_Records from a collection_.
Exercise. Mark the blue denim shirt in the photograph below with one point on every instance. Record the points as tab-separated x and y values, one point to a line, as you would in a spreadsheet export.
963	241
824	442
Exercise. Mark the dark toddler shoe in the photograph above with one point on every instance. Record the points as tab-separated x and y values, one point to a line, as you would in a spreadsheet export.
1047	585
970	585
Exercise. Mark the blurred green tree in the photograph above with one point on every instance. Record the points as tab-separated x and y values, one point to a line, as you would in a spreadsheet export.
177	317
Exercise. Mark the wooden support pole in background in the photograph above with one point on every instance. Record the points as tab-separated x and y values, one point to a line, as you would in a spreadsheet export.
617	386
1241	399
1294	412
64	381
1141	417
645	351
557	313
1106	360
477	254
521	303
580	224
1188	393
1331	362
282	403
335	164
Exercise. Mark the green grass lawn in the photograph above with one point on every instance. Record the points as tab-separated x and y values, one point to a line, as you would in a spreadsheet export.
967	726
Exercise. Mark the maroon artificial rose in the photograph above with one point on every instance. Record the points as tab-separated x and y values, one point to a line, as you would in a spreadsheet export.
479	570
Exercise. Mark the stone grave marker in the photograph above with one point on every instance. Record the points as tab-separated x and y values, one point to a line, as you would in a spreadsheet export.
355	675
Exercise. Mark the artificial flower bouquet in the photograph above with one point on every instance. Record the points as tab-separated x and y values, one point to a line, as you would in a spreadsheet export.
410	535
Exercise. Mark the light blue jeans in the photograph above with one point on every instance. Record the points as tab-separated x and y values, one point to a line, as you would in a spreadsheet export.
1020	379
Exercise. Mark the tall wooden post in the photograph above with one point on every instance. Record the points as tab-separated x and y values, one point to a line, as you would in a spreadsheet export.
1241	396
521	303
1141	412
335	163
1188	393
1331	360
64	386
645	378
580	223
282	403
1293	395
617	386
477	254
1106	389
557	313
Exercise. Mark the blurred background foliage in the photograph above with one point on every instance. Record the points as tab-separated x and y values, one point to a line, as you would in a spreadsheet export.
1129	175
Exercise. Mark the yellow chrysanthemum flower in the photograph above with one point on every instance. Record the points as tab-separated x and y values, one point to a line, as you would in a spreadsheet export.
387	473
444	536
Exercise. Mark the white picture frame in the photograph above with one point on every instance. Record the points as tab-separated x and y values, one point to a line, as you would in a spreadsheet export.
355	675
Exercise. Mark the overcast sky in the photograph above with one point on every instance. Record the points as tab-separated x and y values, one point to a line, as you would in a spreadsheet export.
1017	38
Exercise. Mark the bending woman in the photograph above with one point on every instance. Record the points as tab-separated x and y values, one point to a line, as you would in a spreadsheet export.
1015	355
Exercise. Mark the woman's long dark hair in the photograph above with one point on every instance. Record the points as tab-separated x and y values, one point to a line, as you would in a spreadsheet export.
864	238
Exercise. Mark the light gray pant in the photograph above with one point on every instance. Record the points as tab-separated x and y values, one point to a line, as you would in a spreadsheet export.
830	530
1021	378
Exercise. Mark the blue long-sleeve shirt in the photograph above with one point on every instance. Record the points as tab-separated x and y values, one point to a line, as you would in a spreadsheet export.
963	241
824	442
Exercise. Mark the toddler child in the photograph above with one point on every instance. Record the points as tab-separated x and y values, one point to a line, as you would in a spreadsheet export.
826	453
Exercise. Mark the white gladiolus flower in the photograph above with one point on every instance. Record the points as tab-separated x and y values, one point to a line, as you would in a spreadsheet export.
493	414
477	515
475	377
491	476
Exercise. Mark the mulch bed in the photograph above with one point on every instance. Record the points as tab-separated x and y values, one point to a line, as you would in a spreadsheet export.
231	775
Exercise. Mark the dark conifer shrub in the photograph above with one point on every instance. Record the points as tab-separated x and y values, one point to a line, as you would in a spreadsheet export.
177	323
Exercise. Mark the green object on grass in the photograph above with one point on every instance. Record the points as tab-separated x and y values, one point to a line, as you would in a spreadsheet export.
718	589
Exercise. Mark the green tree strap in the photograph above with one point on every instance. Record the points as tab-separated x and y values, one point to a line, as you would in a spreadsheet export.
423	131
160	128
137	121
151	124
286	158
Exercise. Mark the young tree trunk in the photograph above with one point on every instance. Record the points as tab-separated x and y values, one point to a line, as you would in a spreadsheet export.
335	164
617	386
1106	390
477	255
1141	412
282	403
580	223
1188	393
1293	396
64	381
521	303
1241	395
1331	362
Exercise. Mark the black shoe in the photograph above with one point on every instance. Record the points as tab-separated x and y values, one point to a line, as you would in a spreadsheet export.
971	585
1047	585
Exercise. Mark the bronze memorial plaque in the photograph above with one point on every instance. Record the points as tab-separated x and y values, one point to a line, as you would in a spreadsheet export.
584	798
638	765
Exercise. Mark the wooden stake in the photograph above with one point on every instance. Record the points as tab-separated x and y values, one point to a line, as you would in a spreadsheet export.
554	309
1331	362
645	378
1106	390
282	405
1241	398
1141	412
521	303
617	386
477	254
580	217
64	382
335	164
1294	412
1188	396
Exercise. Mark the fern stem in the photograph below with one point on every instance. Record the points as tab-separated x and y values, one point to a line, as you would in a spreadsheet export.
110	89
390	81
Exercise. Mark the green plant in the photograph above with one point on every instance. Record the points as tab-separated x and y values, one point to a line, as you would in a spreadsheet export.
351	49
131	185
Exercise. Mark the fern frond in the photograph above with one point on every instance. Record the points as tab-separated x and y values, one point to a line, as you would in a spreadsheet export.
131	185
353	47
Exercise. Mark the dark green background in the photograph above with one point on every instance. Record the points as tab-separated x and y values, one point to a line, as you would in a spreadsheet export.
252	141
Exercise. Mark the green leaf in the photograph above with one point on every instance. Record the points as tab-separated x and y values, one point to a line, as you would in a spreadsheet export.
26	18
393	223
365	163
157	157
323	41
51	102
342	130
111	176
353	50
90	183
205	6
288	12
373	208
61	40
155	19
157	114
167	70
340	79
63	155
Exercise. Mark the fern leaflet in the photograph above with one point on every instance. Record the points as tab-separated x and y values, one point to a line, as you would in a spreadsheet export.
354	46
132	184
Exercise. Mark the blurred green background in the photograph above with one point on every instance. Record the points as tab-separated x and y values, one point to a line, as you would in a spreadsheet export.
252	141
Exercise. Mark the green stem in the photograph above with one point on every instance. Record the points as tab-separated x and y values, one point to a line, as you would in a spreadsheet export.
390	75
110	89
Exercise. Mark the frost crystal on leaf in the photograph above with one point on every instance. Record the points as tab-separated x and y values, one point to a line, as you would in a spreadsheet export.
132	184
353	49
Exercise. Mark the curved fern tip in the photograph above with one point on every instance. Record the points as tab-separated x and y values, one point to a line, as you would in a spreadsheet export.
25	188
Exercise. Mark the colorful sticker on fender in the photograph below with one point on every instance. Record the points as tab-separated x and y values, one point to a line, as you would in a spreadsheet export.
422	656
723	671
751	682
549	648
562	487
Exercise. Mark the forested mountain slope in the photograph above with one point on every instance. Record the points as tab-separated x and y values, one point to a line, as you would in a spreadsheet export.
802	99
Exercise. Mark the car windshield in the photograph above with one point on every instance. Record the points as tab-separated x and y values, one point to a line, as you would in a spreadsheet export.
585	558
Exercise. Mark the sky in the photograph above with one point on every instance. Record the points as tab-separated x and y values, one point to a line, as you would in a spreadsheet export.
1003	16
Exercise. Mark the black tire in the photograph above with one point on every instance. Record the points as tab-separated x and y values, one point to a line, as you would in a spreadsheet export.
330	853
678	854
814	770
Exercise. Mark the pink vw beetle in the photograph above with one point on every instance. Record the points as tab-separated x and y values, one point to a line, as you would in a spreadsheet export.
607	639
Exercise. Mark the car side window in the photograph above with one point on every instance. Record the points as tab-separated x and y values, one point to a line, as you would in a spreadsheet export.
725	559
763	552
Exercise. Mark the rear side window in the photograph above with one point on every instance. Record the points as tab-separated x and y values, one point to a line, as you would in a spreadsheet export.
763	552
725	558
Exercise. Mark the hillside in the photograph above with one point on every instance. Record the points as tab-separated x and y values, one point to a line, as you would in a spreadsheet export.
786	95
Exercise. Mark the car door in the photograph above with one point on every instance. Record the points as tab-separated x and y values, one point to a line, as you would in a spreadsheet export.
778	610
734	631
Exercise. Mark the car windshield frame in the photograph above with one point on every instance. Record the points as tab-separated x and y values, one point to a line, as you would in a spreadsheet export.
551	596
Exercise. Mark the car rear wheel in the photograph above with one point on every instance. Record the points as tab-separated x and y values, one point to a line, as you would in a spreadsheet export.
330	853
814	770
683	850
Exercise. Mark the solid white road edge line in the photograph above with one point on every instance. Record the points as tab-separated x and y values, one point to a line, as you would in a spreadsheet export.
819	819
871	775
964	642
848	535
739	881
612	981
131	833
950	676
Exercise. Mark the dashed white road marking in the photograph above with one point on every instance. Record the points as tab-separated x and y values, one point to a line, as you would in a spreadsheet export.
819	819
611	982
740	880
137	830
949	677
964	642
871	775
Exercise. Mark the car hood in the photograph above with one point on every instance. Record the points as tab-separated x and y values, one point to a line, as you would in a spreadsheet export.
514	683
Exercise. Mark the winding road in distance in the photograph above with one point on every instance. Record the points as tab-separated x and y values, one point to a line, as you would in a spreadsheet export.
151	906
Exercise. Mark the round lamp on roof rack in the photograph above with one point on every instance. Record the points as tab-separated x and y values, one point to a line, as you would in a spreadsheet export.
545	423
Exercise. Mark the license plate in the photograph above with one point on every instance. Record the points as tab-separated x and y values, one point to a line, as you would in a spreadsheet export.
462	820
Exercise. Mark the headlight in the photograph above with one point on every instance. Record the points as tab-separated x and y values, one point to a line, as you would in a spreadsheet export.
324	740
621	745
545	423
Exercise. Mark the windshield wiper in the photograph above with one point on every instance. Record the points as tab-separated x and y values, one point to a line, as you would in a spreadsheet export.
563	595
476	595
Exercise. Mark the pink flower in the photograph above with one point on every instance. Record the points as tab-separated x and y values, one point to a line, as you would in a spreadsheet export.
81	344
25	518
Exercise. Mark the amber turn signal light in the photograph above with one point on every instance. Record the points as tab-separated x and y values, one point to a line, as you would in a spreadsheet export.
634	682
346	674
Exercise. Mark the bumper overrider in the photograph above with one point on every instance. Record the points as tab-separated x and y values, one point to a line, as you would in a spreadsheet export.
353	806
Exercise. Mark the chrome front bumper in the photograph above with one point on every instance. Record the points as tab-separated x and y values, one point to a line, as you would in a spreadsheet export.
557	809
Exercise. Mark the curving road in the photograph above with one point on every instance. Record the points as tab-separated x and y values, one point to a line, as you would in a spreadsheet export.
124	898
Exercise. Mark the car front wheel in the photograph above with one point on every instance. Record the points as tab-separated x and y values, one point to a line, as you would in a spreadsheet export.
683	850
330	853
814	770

_TRY IT_.
Which lines run from the one containing "Exercise. Mark the amber" to the end of the entries above? Quote exactly those, and only those.

_TASK OUTPUT_.
Exercise. Mark the amber turn signal light in the photograph above with one point on every instance. Record the points as tab-separated x and y values, one point to a line, as you would in a spreadsheet export.
634	682
346	674
Exercise. Mark the bumper overrider in the photograph above with one point on every instance. Record the points as tab-separated x and y values, one point to a line, as you would in a spreadsheet export.
353	806
Exercise. Mark the chrome front bumper in the photograph above with one point on every instance. Record the points as tab-separated x and y values, one point to a line, as you would in a spreadsheet export.
557	809
Exercise. Mark the curving road in the photograph above with one point on every instance. Record the points as tab-separated x and y values, one point to a line, as you would in a spreadsheet export.
124	898
Exercise. Mark the car front wheel in the photograph above with one point on every instance. Record the points as tab-separated x and y values, one point to a line, as you would in a spreadsheet export.
683	850
330	853
814	770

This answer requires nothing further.